Select and copy every line below that contains the string "large". Case counts.

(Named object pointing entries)
┏━━
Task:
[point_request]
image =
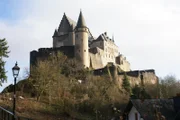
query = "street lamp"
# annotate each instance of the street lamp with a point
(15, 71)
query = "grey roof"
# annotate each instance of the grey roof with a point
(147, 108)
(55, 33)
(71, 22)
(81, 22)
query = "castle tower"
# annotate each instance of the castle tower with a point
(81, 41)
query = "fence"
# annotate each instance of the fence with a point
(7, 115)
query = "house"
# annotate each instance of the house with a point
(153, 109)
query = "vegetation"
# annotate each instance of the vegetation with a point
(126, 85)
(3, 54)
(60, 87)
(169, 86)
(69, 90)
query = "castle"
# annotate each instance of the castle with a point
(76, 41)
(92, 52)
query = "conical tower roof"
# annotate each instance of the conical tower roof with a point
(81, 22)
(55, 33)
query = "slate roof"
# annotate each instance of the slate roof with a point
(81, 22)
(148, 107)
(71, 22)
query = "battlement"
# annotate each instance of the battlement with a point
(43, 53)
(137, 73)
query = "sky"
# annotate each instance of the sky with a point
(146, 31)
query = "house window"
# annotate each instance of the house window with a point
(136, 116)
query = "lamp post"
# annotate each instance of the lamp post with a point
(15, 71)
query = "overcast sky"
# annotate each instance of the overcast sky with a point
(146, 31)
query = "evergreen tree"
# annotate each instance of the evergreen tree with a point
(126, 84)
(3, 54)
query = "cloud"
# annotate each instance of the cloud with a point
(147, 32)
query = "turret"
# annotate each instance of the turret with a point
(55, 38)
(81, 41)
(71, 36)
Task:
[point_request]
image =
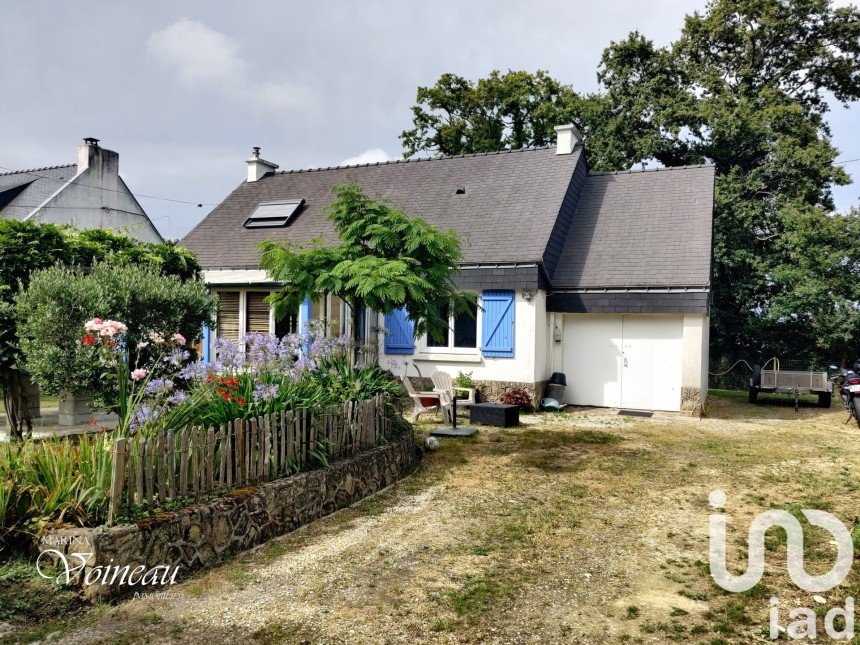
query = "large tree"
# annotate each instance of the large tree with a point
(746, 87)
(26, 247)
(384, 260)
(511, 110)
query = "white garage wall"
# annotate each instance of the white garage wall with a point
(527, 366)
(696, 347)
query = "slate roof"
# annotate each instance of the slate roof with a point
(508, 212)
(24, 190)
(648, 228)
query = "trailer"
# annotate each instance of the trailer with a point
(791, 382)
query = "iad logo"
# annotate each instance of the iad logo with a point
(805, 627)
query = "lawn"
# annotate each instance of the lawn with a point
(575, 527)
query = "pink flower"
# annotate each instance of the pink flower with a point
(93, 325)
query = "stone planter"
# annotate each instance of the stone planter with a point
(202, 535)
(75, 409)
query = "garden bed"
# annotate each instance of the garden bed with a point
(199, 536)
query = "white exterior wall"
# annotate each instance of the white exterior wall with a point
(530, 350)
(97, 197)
┗━━
┏━━
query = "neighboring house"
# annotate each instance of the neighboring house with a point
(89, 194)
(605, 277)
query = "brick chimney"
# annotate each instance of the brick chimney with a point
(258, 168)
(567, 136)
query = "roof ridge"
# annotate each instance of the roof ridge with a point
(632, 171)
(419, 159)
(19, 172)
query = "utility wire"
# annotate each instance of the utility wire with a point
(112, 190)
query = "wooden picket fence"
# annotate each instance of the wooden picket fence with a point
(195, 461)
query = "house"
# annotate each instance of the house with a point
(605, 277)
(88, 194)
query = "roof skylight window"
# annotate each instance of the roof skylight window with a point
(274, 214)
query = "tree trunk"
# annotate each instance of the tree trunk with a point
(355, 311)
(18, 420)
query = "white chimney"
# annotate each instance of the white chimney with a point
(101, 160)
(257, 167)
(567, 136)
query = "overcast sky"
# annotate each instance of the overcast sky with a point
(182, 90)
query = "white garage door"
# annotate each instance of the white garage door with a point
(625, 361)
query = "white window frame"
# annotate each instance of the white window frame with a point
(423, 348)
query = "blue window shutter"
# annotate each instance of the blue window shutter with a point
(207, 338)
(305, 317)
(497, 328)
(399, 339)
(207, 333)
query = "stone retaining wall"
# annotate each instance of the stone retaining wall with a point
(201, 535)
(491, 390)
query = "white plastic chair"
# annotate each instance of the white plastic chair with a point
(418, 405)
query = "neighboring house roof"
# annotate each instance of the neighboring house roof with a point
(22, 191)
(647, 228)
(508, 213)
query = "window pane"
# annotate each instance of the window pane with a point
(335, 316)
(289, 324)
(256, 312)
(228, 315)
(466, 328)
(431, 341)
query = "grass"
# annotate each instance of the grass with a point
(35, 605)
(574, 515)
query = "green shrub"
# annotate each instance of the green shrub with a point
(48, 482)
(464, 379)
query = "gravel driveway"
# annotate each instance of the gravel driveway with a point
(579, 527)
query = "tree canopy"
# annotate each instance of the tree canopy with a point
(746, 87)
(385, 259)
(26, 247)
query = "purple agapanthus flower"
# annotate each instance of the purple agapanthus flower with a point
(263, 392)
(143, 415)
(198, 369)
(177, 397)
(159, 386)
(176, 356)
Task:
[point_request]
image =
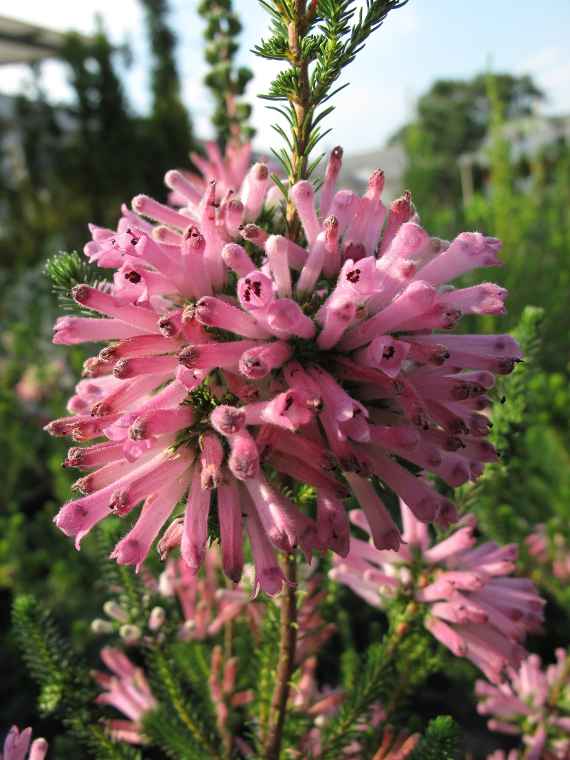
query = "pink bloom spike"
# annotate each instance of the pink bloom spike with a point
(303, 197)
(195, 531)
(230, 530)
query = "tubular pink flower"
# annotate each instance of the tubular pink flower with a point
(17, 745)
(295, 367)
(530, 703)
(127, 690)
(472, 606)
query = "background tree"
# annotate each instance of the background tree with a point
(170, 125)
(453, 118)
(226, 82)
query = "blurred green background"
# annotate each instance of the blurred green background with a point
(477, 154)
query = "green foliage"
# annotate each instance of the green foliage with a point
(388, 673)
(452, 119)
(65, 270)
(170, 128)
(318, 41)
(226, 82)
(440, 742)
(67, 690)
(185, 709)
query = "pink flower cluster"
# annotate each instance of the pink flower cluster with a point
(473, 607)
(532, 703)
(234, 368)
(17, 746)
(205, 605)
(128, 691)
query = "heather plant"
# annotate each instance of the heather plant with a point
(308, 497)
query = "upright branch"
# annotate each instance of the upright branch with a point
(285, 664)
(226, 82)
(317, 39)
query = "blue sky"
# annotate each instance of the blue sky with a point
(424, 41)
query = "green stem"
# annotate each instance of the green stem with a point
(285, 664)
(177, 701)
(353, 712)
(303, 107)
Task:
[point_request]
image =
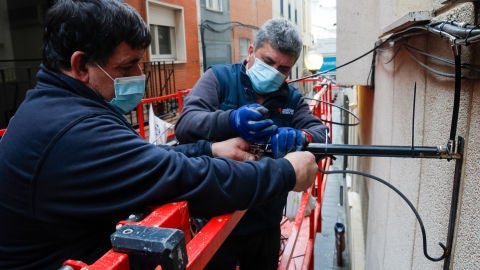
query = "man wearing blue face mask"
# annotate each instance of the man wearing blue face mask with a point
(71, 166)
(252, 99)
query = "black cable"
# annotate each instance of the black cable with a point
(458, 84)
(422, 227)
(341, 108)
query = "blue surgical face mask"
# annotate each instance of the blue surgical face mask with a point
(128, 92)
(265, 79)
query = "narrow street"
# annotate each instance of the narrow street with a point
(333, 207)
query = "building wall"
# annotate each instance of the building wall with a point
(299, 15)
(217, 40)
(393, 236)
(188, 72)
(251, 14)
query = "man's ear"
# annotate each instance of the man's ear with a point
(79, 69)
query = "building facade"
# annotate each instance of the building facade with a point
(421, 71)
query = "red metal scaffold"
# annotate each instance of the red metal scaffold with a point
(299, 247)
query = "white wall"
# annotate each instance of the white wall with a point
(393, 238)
┗━━
## EXERCISE SOLUTION
query = "large tree"
# annotate each instance of the large tree with a point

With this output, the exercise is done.